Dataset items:
┄┄┄┄┄┄

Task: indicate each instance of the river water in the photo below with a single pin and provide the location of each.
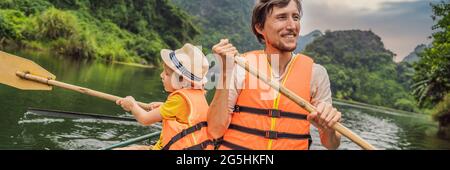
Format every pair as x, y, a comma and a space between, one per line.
20, 129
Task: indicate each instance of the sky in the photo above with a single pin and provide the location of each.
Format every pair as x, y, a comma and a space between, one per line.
401, 24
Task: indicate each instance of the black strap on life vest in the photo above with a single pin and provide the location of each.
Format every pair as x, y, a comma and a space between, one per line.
233, 146
200, 146
269, 112
184, 133
269, 134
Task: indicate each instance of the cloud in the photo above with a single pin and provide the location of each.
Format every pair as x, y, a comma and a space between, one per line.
402, 24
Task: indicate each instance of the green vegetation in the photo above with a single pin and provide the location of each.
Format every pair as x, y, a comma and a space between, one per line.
361, 69
432, 72
115, 30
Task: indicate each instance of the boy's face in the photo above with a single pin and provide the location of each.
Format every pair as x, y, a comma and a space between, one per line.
166, 78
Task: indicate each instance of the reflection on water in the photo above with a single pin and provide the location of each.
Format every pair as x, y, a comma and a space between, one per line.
383, 129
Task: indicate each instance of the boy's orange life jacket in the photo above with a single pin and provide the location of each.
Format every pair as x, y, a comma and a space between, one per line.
265, 120
191, 136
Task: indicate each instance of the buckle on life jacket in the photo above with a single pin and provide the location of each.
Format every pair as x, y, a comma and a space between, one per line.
274, 113
271, 134
236, 108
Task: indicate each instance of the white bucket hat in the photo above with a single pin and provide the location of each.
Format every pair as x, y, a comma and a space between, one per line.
189, 62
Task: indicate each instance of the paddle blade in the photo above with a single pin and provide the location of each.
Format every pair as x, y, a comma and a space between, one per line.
10, 64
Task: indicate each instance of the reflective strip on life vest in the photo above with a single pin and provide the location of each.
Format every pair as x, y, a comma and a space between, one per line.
184, 133
270, 112
269, 134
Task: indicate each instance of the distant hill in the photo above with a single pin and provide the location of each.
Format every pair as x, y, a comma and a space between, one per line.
113, 30
305, 40
360, 68
414, 56
222, 19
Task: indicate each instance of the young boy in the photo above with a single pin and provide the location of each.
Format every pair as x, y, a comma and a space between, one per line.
183, 115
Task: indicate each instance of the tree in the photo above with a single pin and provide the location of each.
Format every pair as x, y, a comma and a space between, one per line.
432, 76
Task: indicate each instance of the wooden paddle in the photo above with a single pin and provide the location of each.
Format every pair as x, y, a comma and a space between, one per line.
17, 72
303, 103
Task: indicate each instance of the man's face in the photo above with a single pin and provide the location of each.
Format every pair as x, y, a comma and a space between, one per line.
282, 28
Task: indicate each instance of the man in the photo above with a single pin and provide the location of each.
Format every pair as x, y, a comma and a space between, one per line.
261, 118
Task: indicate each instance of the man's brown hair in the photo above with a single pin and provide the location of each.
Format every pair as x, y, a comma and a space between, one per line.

┄┄┄┄┄┄

→ **Work to complete**
Rewrite all of the dataset items above, replacing "with a single pin" with "with one point" wherever it occurs and leaving everything else the same. Omit the pictures.

→ **Answer to this exercise**
Task: indicate each instance of the river water in the photo below with one point and provide the location of each.
Format every pair as x, y, a comma and a space between, one per line.
20, 129
Task: indicate each instance of the sky in the photo above with one point and provide the location of each.
Format every pair as x, y, a comma and a space between, one per line.
401, 24
Task: indicate each instance of the black strap on life vest in the photo above with one point and provide the location of each.
Format every pair as x, y, a comma and a space between, one per line.
233, 146
200, 146
269, 112
184, 133
269, 134
Task: indicate each instance of the cloud in the photo above with one point and provide the location of each.
Format every pair as x, y, a comma and a space between, one per line.
402, 24
Task: indicate each instance of the green vegetation in the photo above with one point and provide the location of each.
Format every pair as x, y, a comma and a space between, one per line.
361, 69
432, 72
115, 30
Task: indicate each instance of the boy's face in the photo above with one point and provide the location of each.
Format every pair as x, y, a comma and a space between, one per line.
166, 78
Task: indicate each instance of the reflection on water in the photo above with one point and provide the location of each.
Format every pair as x, y, a comma and a space between, one per line.
383, 129
Task: indicate each instance of the boy's orange life jacket in the photo above with one point and provide the location of each.
Format every pair as x, y, a comma and a space between, one per line.
265, 120
191, 136
Task: indicate each instance of the buckle on life jacket in the photo above with one point and provide the location of each.
Format every pair as x, y, a comma and a space between, one per line.
274, 113
271, 134
236, 108
Task: indicate each instance of the white bucket hat in the photo above with one point and provide the location of each.
Format every pair as x, y, a comma and a space between, one per line.
189, 62
Task: indicate each instance of the paddle blade in the photo above with one point and provide the location of each.
Format every pair as x, y, a comma and a space between, one per line.
10, 64
Task: indicate each instance of the reflective strip on life vest in the photo above with one point and provide the location of each.
Format every pair as x, y, a comma and a space between, one per line.
184, 133
270, 112
269, 134
Task: indicate each instance of the distant hill in the photo above with one point and provide the location of each.
Format every pair as x, y, a comma and a space between, one per line.
113, 30
305, 40
360, 68
414, 56
222, 19
Task: indicate each instance of the young boy in the photo above with one point and provide the location of each.
Format every pair as x, y, a comma and a space between, one per line.
183, 115
Task: indicate each instance of the tree in the photo above with one point and provide the location of each.
Format every pair as x, y, a comma and a space between, one per line.
432, 76
Task: indicate each instance of the wooden paddle in the photo above with one point and provide the location of each.
Format every pair as x, y, a comma and a space between, one per line.
17, 72
303, 103
Task: indicate each instance of the man's face in the photo above with one point and provide the location of each.
Format every pair as x, y, a comma and a space between, one per line.
282, 28
Task: indicate each instance of the man in the photo above with one point and provide the location of each.
Format every pair as x, y, a comma and a space between, one per line.
261, 118
Task: indicate each instance of the man's brown hair in the photo above with one point and provide the location of each.
Format every pair as x, y, a comma and a space between, one per line.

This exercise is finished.